WHAT THE TASK REQUIRES: Rewrite the entries below, replacing "on a single line" with "on one line" wherever it occurs and keeping everything else the same.

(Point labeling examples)
========================================================================
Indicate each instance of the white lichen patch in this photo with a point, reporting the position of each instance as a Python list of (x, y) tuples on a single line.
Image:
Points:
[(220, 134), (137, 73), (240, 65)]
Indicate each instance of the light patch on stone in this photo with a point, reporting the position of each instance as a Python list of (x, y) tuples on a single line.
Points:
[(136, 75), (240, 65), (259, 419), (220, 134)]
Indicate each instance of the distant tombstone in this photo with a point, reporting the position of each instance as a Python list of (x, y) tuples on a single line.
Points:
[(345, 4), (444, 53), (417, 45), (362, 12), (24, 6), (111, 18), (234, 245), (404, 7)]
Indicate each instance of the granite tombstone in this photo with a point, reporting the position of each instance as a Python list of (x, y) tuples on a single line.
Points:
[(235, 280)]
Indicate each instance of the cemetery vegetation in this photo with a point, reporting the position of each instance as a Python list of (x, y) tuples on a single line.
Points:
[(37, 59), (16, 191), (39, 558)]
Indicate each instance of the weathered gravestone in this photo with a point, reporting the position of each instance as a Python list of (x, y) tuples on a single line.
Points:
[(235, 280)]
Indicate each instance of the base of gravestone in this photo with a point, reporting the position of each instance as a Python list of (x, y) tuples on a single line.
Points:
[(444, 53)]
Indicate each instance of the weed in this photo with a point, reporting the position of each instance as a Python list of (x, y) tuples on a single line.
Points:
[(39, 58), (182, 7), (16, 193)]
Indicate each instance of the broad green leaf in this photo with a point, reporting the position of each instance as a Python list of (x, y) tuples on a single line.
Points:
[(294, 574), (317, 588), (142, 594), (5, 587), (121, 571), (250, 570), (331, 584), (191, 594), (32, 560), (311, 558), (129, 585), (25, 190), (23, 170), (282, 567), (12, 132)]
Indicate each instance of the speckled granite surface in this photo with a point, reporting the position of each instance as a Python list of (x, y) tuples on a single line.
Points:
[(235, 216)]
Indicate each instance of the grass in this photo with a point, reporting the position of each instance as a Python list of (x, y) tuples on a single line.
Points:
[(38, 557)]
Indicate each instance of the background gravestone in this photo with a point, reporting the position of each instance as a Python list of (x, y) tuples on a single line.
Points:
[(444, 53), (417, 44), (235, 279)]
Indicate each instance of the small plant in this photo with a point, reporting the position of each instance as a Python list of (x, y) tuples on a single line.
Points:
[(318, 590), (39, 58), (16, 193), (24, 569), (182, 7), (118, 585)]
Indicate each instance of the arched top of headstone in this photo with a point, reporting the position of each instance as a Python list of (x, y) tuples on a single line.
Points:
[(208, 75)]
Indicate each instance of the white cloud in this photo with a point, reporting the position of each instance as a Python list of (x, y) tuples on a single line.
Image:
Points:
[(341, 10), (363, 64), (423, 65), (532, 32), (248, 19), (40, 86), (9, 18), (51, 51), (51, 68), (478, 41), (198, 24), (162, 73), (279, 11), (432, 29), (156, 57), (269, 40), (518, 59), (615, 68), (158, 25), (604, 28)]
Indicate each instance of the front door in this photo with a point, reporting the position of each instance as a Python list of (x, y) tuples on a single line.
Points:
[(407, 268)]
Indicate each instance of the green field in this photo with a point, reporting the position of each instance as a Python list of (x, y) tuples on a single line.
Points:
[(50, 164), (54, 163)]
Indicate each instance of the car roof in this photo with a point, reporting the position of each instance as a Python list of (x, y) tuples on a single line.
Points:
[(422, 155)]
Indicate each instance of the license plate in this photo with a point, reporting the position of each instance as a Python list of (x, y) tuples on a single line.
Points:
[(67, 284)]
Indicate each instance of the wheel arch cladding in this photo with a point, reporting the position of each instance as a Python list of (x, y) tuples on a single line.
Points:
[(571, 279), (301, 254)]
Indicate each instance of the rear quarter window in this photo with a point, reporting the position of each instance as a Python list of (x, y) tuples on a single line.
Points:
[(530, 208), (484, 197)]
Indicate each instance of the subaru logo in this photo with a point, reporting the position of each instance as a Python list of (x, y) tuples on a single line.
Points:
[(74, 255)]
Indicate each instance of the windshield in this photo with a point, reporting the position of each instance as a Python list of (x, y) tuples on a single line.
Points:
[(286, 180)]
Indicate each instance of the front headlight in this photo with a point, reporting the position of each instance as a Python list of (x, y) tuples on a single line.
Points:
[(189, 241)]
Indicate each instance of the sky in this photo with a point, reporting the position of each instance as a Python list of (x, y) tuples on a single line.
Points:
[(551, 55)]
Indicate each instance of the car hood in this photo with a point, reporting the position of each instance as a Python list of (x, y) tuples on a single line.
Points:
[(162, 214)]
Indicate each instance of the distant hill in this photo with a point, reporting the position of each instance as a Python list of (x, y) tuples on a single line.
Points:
========================================================================
ANSWER IN FULL:
Indicate each instance of the white lichen patch in this photo with a point, reporting the position of each instance as a Python list of (x, y) tuples on one line.
Image:
Points:
[(220, 134), (137, 73), (240, 65)]
Indicate each instance of the light patch on stone in this photo with a point, reporting the position of each instance as a Python list of (x, y) tuples on one line.
Points:
[(136, 75), (240, 65), (259, 419), (220, 134)]
Indicate each instance of the distant tombstone in this photo with a point, reporting the position of each instance as a Python list of (x, y) tuples on one line.
Points:
[(345, 4), (444, 53), (417, 45), (362, 12), (24, 6), (111, 18), (234, 245), (404, 7)]
Indicate each instance of the granite tombstone in this photo with a point, reporting the position of each instance as a Python list of (x, y) tuples on one line.
Points:
[(235, 280)]
Indicate each instance of the cemetery vegetation in this photo with a point, reporting the position of each instance as a Python list of (x, y) tuples on one line.
Points:
[(37, 59), (16, 191), (39, 558)]
Indicate each instance of the weathered gravestone in this photo with a point, reporting the position of each instance as a Python list of (x, y) tuples on one line.
Points:
[(235, 280)]
Indicate each instance of the base of gravestone in this photo with a point, reporting the position of each instance as a Python list of (x, y) tuples on one line.
Points:
[(444, 53)]
Indicate each instance of the weed in this photo with a point, reporting the position of each instance as a Python list of (x, y) tuples on one line.
Points:
[(39, 58), (182, 7), (16, 193)]
Indicate each instance of the broad green leaf in this photo with a point, reporting the position of each instance as a Python list of (x, y) tuples on one line.
Points:
[(294, 574), (317, 588), (142, 594), (5, 587), (121, 571), (250, 570), (331, 584), (191, 594), (32, 560), (311, 558), (129, 585), (25, 190), (23, 170), (282, 567), (12, 132)]
Indicate each instance of the speckled granite surface in this photo with a point, reporting the position of each instance as a Python list of (x, y) tuples on one line.
Points:
[(235, 216)]
Indicate each instance of the grass in this photo with a point, reporting the position of each instance as a Python list of (x, y) tuples on one line.
Points:
[(38, 557)]
Indicate each instance of the background gravestone in this photo with a point, reporting the position of each instance as a Python list of (x, y) tuples on one line.
Points:
[(444, 53), (417, 44), (235, 279)]
Indicate each instance of the small plant in this photo with a point, reporting the position of each instance as a Python list of (x, y) tuples on one line.
Points:
[(318, 590), (39, 58), (16, 193), (24, 569), (182, 7), (118, 585)]
Indicate each instance of the arched top of headstone in this photo with a point, reporting the position of each instance as a Python list of (x, y) tuples on one line.
Points:
[(208, 75)]
Indicate each instance of the white cloud in this photo with a point, reporting the position of each instance as a Python list of (x, y) tuples on one line.
Image:
Points:
[(341, 10), (363, 64), (423, 65), (532, 32), (248, 19), (40, 86), (9, 18), (51, 51), (51, 68), (478, 41), (198, 24), (162, 73), (279, 11), (432, 29), (156, 57), (269, 40), (518, 59), (615, 68), (158, 25), (604, 28)]
Indicate each instance of the front door in this photo with a point, reporting the position of each instance as a Python list of (x, y) tuples on one line.
Points:
[(407, 268)]
Indicate each instance of the green field in this photo with a point, reporting the position of each instance as a Python list of (x, y) tuples on one line.
Points:
[(50, 164), (54, 163)]
Indicate each instance of the car roof in this photo with a point, reporting the position of each instance as a Python list of (x, y) tuples on one line.
Points:
[(422, 155)]
Indicate each instance of the license plate in this photo with a point, reporting the position of each instance as a Python list of (x, y) tuples on one line.
Points:
[(67, 284)]
Indicate each instance of the wheel arch cladding in this photo with a point, reporting the position of each instance as a Python list of (x, y) tuples on one line.
Points:
[(571, 279), (301, 254)]
Indicate each instance of the rear quarter window in this photo with a point, reporting the position of each instance as a Python list of (x, y) tuples on one line.
Points:
[(530, 208), (484, 197)]
Indicate each instance of the subaru logo in this photo with a point, reporting the position of each instance as a Python list of (x, y) tuples on one line.
Points:
[(74, 255)]
Indicate each instance of the windshield in this photo with a point, reporting the position of each instance as a Python list of (x, y) tuples on one line.
Points:
[(286, 180)]
Indicate each instance of the front headlight in this photo with a point, reporting the position of each instance as a Python list of (x, y) tuples on one line.
Points:
[(189, 241)]
Indicate each instance of the sky in this photo with a point, reporting the position of each instance as a Python list of (x, y) tuples on one line.
Points:
[(551, 55)]
Indicate each instance of the car hood in this photo with a point, reporting the position of each instance as a Python list of (x, y) tuples on one line.
Points:
[(162, 214)]
Indicate each instance of the distant hill in this photo with a point, reporting the position of each instance as a Python list of (x, y) tuples on one line.
Points:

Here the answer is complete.